[Data extracted from a collection]

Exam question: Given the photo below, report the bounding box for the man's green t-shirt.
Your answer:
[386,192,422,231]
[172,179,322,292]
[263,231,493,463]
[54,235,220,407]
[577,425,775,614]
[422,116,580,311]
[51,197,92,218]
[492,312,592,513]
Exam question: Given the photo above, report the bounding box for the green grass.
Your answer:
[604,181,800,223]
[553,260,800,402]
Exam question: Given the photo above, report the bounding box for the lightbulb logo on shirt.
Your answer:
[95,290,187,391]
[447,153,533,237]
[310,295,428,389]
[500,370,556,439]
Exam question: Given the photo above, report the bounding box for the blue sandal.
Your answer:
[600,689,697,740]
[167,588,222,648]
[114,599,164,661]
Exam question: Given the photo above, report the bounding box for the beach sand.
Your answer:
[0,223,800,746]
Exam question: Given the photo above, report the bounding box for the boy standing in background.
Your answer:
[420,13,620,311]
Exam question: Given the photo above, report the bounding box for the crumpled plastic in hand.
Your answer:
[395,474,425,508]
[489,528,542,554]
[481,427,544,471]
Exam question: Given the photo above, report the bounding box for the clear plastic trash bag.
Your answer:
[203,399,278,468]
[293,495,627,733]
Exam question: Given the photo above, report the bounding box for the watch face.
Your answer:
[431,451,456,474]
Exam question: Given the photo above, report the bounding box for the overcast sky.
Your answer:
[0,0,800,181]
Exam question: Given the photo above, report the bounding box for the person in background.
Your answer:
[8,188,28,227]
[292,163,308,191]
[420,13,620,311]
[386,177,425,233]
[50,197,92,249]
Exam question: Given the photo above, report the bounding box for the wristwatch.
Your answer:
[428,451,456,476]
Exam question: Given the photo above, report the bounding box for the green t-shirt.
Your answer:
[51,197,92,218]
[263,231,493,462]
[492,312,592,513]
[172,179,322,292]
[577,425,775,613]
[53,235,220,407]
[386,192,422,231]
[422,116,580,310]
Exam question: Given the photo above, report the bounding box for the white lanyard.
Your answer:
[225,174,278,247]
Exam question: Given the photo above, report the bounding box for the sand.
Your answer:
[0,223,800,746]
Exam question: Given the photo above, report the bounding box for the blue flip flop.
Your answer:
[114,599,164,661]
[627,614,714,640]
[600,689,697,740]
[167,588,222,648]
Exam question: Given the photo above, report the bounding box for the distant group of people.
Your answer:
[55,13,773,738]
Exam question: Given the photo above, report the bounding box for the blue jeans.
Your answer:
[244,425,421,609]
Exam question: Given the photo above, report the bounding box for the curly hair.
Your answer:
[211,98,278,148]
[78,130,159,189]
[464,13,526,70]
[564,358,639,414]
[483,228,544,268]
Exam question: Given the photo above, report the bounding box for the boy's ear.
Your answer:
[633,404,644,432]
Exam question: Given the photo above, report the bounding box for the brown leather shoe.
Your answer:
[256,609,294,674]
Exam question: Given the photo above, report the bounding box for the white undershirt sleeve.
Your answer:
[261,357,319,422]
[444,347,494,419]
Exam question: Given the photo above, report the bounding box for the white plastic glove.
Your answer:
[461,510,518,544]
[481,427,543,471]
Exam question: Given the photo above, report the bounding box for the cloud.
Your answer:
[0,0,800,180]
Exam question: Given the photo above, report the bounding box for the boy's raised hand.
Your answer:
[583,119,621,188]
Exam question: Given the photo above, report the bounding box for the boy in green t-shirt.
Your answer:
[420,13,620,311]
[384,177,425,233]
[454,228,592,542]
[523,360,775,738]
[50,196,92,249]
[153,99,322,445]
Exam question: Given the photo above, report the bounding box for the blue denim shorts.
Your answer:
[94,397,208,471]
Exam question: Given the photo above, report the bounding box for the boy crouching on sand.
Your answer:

TASK INSTRUCTIONS →
Each line above must be printed exactly as it appears.

THE REPLY →
Exam question: Given the photo below, report the bounding box for the man's green t-shirt.
Your answer:
[386,192,422,231]
[172,179,322,292]
[263,231,493,463]
[54,235,220,407]
[577,425,775,614]
[422,116,580,311]
[51,197,92,218]
[492,312,592,513]
Exam question: Given the photo above, report the bounding box for the green grass.
Your answer:
[604,181,800,223]
[553,260,800,402]
Exam question: Given the photo above, report the bounding box for the lightbulb logo on shirt.
Your answer:
[95,290,187,391]
[447,153,533,237]
[310,295,428,389]
[500,370,556,439]
Exam question: Given the photo above, report the bounding box for the blue sandal.
Your answer:
[600,689,697,740]
[167,588,222,648]
[114,599,164,661]
Exam question: Given the photo above, report the bounding box for the beach sand.
Your answer:
[0,223,800,746]
Exam question: Given the photo above, report the bounding box for the boy standing in background.
Your answer:
[420,13,620,311]
Exam question: Given the photo above, report the bounding box for the crumpled plastic in hand.
Your answer:
[395,474,425,508]
[489,528,542,554]
[481,427,544,471]
Exam question: Given the photo above, report the bounding box for the clear plastic trash bag.
Your answer:
[203,399,278,468]
[293,495,627,733]
Exam question: Given the photo above, report the bounding box for the watch face.
Your answer:
[431,451,456,474]
Exam question: Given the photo above, report the bounding box for the overcast sky.
Your answer:
[0,0,800,181]
Exam question: Given the photo above, report the bounding box for the person in background.
Your answer:
[8,188,28,227]
[292,163,308,191]
[420,13,620,311]
[386,177,425,233]
[50,197,92,249]
Exam question: Given the photo above, report the bounding box for the wristwatch.
Your answer:
[428,451,456,476]
Exam question: Given the photo above, report the bounding box for the green t-shirt.
Your answer:
[51,197,92,218]
[263,231,493,462]
[492,312,592,513]
[172,179,322,292]
[577,425,775,613]
[53,235,220,407]
[386,192,422,231]
[422,116,580,310]
Exam question: Given the photo above, report the bounding box for the white lanyard.
Your answer:
[225,174,278,247]
Exam question: Given the photo above, report the bounding box for the sand.
Your answer:
[0,223,800,746]
Exam question: Given the photo above, report the bounding box for the blue flip flop.
Your answer:
[114,599,164,661]
[627,614,714,640]
[600,689,697,740]
[167,588,222,648]
Exam question: Given the photo above, report the bounding box for the distant group of people.
Your answer:
[55,13,773,738]
Exam question: Given the photo above, report the bounding box for the blue jeans.
Your answer:
[244,425,421,609]
Exam question: Given the photo above, report the bounding box for the curly hair.
Your answer:
[211,98,278,148]
[78,130,159,189]
[464,13,526,70]
[564,358,639,414]
[483,228,544,268]
Exam question: Given the photo above, report the bounding box for the boy's ear.
Your answer:
[633,404,644,432]
Exam question: Given the photo above, report the bounding box for the brown leather shoe.
Your answer:
[256,609,294,674]
Exam question: Given the photo above, report the bounding box for the white undershirt sleeve.
Your answer:
[261,357,319,422]
[444,347,494,419]
Exam question: Given the photo above, report the bounding box for the white plastic glove.
Your answer:
[461,510,518,544]
[481,427,543,471]
Exam question: Given the photo above, report the bounding box for the cloud.
Your answer:
[0,0,800,180]
Exam question: Given the photo above, report the bounding box for the boy's raised hand.
Your answer:
[583,119,621,188]
Exam question: Given the photo above, report the bounding box for the boy in green t-shirt.
Your answer:
[420,13,620,311]
[384,177,425,233]
[454,228,592,542]
[523,360,775,738]
[50,196,92,249]
[153,99,322,445]
Exam question: Given the photo above, report the bounding box for the blue denim shorts.
Your answer:
[94,397,208,471]
Exam question: Given the photo above, report the bounding box for the boy crouching on sand.
Your answer:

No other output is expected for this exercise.